>> BEGIN Passage provided
Cointegration analysis is a sophisticated statistical approach widely used in the field of financial time series analysis. It’s particularly useful for identifying and analyzing the long-term relationship between two or more time series. This technique is essential in the field of finance, where it’s used to model and predict market behavior, assess risk, and inform investment strategies. The concept of cointegration becomes particularly important in the study of pairs trading, hedge funds strategies, and risk management.

## Cointegration

Cointegration is a statistical property of a collection (two or more) of time series variables. Two or more time series are cointegrated if they share a common stochastic drift. In simpler terms, while each series can wander randomly over time, if they are cointegrated, there is a constant equilibrium mechanism that ties them together. This is crucial in finance, where asset prices are often non-stationary (their statistical properties change over time) but can be bound together by economic or market forces.

Firstly, consider two time series, \(X_t\) and \(Y_t\). These series are said to be **non-stationary** if their mean, variance, or covariance with respect to time (t) is not constant. This is typically modeled as a unit root process, often checked using unit root tests like the Augmented Dickey-Fuller (ADF) test.

Two or more time series \(X_t\) and \(Y_t\) are **cointegrated** if:

- Both \(X_t\) and \(Y_t\) are individually non-stationary.
- A linear combination \(aX_t + bY_t\) is stationary, for some non-zero coefficients a and b.

In other words, there exists a vector (a, b) such that the time series \(U_t = aX_t + bY_t\) is stationary.

The stationarity of \(X_t\) can be formally tested using standard unit root tests. If \(X_t\) is found to be stationary, then \(X_t\) and \(Y_t\) are cointegrated.
>> END Passage provided
> [Task brief]
The cointegration passage gives a condition for a time series to be non-stationary. Which statistical properties does it name whose lack of constancy over time makes a series non-stationary? Work only from the text on cointegration itself.
>> BEGIN Given entries
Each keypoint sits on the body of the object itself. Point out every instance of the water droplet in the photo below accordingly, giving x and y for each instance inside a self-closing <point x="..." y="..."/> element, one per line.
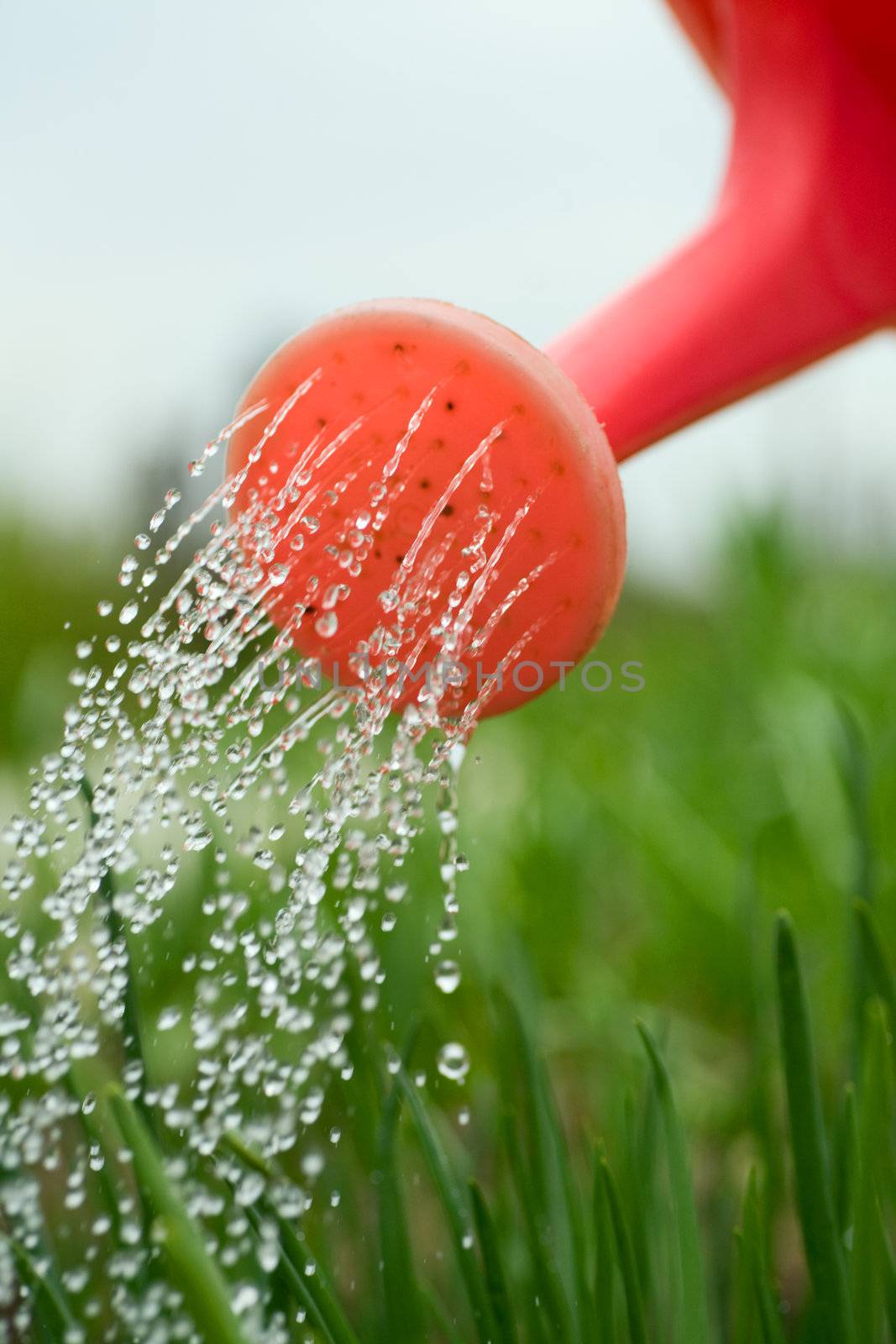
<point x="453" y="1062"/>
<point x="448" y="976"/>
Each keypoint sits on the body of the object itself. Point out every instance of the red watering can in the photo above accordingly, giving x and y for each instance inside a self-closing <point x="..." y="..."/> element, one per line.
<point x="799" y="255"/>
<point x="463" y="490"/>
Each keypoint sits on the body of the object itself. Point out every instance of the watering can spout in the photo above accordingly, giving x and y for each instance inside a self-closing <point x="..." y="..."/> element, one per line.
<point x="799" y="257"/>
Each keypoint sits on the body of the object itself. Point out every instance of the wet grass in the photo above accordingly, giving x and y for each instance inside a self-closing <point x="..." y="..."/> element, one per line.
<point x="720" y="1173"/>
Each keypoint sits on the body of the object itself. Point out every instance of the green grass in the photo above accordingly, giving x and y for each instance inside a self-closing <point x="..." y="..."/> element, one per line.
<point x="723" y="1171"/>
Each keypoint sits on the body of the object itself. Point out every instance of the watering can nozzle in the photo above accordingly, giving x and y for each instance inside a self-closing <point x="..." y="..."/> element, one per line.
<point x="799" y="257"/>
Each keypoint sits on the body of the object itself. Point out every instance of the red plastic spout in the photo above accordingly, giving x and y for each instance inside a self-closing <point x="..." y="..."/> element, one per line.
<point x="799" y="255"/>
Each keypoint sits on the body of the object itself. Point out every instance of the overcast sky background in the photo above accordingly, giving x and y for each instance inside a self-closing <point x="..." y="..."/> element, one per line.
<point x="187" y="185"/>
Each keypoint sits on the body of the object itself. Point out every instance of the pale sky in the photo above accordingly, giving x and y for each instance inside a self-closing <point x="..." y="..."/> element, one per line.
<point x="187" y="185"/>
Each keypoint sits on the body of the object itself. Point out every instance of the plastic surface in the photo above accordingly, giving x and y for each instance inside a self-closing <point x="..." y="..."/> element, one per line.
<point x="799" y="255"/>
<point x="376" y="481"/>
>> END Given entries
> [Reply to the exercise]
Mean, variance, and covariance with respect to time.